##### Input material #####

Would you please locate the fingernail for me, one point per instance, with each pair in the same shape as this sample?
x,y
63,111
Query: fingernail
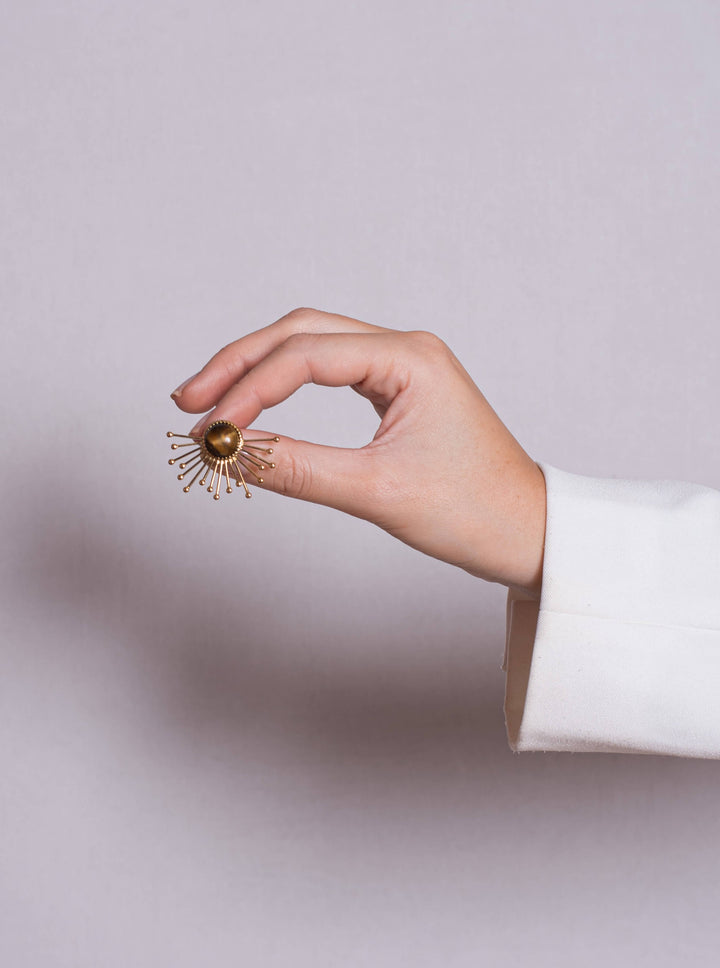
x,y
178,391
196,429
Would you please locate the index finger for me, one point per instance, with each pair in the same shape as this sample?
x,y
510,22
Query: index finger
x,y
326,359
233,361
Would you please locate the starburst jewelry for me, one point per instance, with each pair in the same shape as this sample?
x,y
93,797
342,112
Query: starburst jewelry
x,y
222,449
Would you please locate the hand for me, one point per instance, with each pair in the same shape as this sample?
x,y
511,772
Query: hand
x,y
442,473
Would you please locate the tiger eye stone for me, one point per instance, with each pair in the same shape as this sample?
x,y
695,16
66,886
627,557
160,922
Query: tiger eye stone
x,y
222,439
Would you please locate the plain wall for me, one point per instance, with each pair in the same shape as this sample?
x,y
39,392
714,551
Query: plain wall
x,y
260,733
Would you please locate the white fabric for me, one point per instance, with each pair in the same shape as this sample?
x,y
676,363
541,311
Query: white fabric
x,y
621,653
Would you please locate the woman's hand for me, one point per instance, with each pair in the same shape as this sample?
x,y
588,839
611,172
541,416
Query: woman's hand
x,y
442,473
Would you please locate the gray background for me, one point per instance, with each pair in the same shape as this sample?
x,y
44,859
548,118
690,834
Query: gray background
x,y
259,733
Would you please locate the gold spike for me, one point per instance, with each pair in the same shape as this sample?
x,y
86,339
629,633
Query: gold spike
x,y
197,474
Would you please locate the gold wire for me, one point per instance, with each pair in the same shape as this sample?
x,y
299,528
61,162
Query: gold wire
x,y
197,474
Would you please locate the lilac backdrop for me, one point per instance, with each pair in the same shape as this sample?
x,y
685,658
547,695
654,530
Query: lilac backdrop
x,y
259,733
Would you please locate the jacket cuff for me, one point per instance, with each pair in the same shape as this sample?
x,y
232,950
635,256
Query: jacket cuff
x,y
621,652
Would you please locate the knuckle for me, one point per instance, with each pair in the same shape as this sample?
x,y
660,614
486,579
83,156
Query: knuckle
x,y
428,342
299,342
302,318
294,477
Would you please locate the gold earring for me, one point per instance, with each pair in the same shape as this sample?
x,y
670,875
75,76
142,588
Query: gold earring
x,y
222,449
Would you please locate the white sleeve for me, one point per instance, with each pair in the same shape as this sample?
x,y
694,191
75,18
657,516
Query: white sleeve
x,y
621,652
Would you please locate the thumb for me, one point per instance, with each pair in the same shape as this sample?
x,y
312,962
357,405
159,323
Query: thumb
x,y
337,477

#####

• What you should do
Output the records above unchanged, minus their pictures.

• Output of the exercise
Would you please locate the fingernail for me, one point per instance, with each pair in the same shape as this sample?
x,y
63,111
Query: fingernail
x,y
178,391
196,429
Would you please locate the index finger for me, one point per instance, with each pair in the same shape as this sample?
x,y
510,22
Query: index finger
x,y
326,359
233,361
Would you please locate the starburst jewelry for me, one point per instance, with each pair in the same shape as this sample?
x,y
93,797
342,112
Query: starburst jewelry
x,y
222,449
Would you please locate the hand for me, one point per instance, with each pair in the same shape as this sample?
x,y
511,772
Query: hand
x,y
442,473
Would you please locate the tiger eye stone for me, one point per instance, with each pair in the same shape as this sample?
x,y
695,16
66,886
627,557
160,922
Query: tiger eye stone
x,y
222,439
Would you please locate the plain wall for me, one point per instance, with each pair in the same shape as this sample?
x,y
39,392
714,551
Query: plain wall
x,y
260,733
Would you please locate the white fabric for me, one point per instance, with each pair in the same shape as this sample?
x,y
676,363
541,311
Query: white fabric
x,y
621,653
Would you please locate the woman's hand for me, one point per instance, with each pair in the same shape as this sample?
x,y
588,839
611,172
541,416
Query: woman's hand
x,y
442,473
Would you please locate the gray background for me, one point per instance, with each pair in the same shape as this sample?
x,y
44,859
548,118
690,834
Query: gray background
x,y
259,733
Would you please locate the gold spike for me, one point per instance, with each pair in the same shape as this sample?
x,y
86,339
629,633
Query: gold spike
x,y
197,474
Would you please locate the gold wire for me, one point per instance, with each pair in the same shape as this sample?
x,y
299,528
61,162
Query: gold wire
x,y
197,474
Would you please locate the lilac backdrop for me, one point per instance, with each pair in the same shape as this sample?
x,y
685,658
547,695
654,530
Query: lilac backdrop
x,y
259,733
Would you please locate the jacket cuff for me, one point per instance, with each pair in the same shape as this sample?
x,y
232,950
635,256
Query: jacket cuff
x,y
621,652
Would you please locate the knuckle for me, one point per instance, with each pair in the same shape as this sample?
x,y
660,614
486,579
83,156
Query: knuckle
x,y
428,342
299,342
302,318
294,477
Would you please locate the gold earring for me, one point per instance, with each pair in the same shape as this sample?
x,y
670,875
75,76
142,588
Query: gold earring
x,y
222,449
Would you please locate the white sleeve for me, one point per instance, with each pair in the same shape as this sample?
x,y
694,191
75,18
657,516
Query: white sleeve
x,y
621,652
Would you please locate the thumb for me, one point per instance, with each pair in the same shape as this sample?
x,y
312,962
357,405
159,323
Query: thumb
x,y
337,477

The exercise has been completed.